BEGIN Data excerpts

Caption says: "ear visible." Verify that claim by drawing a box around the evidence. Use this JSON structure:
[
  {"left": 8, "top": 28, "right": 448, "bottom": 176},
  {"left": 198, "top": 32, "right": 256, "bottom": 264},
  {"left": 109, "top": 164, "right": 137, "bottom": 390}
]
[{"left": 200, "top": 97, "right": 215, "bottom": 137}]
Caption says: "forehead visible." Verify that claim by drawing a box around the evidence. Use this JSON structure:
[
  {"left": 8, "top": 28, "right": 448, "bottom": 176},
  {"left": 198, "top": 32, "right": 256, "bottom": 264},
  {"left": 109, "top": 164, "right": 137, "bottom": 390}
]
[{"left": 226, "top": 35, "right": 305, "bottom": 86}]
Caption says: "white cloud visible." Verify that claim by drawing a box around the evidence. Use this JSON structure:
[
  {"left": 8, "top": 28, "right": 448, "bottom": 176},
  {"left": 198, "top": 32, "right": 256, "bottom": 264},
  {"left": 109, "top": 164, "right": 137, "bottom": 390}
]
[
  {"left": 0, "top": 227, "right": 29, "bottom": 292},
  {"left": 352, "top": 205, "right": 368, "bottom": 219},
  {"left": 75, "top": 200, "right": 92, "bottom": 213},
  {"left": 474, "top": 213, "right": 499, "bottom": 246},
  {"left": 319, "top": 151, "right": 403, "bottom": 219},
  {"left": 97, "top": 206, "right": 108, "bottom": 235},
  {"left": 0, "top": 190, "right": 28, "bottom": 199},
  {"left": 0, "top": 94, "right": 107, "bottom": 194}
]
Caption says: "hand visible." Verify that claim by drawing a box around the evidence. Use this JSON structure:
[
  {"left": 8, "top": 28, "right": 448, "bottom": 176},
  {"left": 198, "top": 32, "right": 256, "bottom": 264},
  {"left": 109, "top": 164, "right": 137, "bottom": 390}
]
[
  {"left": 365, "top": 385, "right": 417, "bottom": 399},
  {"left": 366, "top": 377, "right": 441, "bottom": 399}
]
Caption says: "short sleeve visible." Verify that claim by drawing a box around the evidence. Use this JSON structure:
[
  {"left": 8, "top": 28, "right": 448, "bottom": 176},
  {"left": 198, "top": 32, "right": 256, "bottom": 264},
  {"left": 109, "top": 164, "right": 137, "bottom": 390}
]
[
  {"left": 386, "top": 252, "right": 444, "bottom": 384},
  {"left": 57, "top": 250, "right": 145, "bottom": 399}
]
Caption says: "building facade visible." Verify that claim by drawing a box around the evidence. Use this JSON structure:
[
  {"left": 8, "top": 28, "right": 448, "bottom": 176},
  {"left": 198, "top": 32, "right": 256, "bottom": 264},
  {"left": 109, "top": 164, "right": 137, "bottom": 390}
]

END Data excerpts
BEGIN Data excerpts

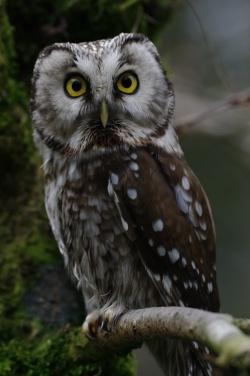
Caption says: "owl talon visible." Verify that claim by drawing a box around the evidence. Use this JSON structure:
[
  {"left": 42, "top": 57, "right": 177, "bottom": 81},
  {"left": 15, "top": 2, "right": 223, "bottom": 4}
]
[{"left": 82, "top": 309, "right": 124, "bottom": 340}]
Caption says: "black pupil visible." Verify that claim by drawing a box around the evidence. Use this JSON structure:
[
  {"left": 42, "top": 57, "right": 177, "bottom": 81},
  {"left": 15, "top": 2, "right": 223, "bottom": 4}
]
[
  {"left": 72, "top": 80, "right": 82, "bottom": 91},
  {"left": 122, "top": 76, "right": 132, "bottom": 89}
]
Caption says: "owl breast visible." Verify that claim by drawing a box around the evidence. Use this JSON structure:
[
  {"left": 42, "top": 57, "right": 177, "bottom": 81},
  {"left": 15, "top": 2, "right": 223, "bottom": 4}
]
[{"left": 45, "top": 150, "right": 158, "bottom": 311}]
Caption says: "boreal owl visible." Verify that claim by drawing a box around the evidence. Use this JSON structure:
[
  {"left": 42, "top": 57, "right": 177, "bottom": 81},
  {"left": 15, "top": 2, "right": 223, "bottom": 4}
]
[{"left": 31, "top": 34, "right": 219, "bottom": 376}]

END Data excerpts

What to do >>
Extract every line of the records that contains the word "boreal" and reproduce each such line in full.

Solution to this problem >>
Caption says: "boreal owl visible." Verify that claim by drawing a box around the evidence. Use this JSON structure:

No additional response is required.